Write out the part of the entries below that opens with the line containing "Find woman's thigh." and runs through the end of the entries, copying each line as it stands.
>> begin Stored records
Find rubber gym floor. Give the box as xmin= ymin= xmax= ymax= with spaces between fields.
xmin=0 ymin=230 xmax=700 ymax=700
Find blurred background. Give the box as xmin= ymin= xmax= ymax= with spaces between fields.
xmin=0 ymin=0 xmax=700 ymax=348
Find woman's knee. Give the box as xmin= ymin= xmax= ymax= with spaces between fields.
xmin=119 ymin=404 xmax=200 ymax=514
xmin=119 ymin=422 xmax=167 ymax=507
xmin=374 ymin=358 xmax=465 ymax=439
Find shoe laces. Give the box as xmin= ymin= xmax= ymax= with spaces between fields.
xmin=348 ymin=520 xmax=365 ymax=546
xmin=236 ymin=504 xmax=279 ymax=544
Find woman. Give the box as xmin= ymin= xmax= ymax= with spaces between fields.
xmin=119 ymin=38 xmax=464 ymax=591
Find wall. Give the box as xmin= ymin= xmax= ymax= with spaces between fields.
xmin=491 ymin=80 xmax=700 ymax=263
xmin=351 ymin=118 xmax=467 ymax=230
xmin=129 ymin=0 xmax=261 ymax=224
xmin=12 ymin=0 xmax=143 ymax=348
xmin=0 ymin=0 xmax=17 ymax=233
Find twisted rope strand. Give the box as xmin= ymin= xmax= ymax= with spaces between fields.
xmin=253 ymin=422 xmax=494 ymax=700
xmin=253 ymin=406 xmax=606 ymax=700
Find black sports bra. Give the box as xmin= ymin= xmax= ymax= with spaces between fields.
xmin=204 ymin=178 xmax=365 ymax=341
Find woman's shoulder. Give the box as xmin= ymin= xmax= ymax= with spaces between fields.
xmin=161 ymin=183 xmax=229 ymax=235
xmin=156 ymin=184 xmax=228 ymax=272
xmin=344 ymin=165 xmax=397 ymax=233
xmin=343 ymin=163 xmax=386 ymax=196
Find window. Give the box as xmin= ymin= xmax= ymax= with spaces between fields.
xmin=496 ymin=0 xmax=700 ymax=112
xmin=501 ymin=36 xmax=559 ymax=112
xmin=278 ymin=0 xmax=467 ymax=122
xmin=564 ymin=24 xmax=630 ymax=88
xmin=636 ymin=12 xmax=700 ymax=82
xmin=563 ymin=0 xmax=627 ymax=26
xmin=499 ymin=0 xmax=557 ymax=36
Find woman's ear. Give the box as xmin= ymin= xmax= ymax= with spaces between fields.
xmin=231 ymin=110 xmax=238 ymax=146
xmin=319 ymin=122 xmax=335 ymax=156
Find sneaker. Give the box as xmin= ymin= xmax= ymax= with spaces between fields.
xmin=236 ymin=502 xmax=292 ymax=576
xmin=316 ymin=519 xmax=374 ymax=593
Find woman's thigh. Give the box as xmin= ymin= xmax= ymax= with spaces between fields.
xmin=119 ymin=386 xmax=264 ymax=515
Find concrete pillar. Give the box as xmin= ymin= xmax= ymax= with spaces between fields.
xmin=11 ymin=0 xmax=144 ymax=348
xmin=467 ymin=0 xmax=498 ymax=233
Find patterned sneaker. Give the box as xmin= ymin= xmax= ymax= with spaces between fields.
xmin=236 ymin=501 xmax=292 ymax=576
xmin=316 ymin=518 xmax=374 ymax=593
>> end Stored records
● **Solution for this exercise**
Find woman's thigh. Give the box as xmin= ymin= xmax= ymax= with spaces between fields.
xmin=119 ymin=386 xmax=264 ymax=515
Find concrete pillar. Give the box as xmin= ymin= xmax= ymax= with spaces between fields.
xmin=11 ymin=0 xmax=144 ymax=348
xmin=467 ymin=0 xmax=498 ymax=233
Find patterned sneaker. Give the box as xmin= ymin= xmax= ymax= with spaces between fields.
xmin=236 ymin=501 xmax=292 ymax=576
xmin=316 ymin=518 xmax=374 ymax=593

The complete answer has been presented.